** Opening Given records block **

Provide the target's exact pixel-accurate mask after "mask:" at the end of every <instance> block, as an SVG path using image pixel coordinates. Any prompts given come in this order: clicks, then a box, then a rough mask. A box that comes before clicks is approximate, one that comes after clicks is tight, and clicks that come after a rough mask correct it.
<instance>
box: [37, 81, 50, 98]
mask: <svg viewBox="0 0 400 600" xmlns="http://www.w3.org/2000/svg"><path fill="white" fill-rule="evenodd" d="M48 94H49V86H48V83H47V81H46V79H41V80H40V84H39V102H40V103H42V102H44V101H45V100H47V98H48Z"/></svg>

** Closing Given records block **
** Opening Given records block **

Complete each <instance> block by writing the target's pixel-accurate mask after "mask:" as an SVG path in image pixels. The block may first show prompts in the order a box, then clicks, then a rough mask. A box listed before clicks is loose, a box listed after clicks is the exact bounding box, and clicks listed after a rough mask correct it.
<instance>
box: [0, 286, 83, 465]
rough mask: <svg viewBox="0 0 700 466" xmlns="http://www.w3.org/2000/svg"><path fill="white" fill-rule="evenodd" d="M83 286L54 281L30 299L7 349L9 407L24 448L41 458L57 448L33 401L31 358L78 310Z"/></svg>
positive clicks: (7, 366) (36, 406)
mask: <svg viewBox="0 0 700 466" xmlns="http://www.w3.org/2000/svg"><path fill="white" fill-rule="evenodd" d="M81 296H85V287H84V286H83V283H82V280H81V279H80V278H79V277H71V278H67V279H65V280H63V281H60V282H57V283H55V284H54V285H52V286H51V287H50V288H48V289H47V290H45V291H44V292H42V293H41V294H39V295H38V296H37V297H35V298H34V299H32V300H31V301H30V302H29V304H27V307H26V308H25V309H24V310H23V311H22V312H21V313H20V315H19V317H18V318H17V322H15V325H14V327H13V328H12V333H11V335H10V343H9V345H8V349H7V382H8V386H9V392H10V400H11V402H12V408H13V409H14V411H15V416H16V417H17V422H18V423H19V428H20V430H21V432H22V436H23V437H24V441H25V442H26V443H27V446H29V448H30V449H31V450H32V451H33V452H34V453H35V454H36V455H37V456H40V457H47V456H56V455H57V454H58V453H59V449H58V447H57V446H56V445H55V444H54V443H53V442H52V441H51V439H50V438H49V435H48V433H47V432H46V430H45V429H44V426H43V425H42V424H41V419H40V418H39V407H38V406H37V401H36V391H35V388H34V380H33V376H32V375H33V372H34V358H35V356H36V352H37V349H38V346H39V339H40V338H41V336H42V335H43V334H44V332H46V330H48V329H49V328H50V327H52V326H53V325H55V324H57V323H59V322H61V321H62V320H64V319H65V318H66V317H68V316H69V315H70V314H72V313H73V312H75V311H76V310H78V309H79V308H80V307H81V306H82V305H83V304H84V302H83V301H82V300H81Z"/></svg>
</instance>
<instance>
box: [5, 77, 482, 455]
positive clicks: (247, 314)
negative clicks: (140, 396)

** Closing Given records block **
** Opening Given records block **

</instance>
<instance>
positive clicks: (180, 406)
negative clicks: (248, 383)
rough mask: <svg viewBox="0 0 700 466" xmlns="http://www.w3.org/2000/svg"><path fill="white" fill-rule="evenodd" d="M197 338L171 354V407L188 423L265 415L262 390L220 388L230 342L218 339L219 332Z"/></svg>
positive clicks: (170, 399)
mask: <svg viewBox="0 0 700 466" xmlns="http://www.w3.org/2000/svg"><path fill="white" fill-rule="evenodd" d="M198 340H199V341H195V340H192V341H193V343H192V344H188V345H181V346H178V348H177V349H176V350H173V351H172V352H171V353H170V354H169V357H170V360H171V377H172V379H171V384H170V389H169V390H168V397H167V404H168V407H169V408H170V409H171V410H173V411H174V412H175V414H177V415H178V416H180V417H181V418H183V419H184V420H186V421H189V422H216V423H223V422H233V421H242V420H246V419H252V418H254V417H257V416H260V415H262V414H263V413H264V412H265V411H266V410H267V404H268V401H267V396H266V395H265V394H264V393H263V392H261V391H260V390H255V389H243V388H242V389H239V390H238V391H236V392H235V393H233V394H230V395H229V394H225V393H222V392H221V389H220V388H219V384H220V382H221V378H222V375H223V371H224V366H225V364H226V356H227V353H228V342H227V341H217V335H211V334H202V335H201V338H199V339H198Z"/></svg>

** Closing Given records block **

* Task to complete
Count the lines of the records above that contain the string "positive", matching case exactly, and reply with only the number.

* Task response
4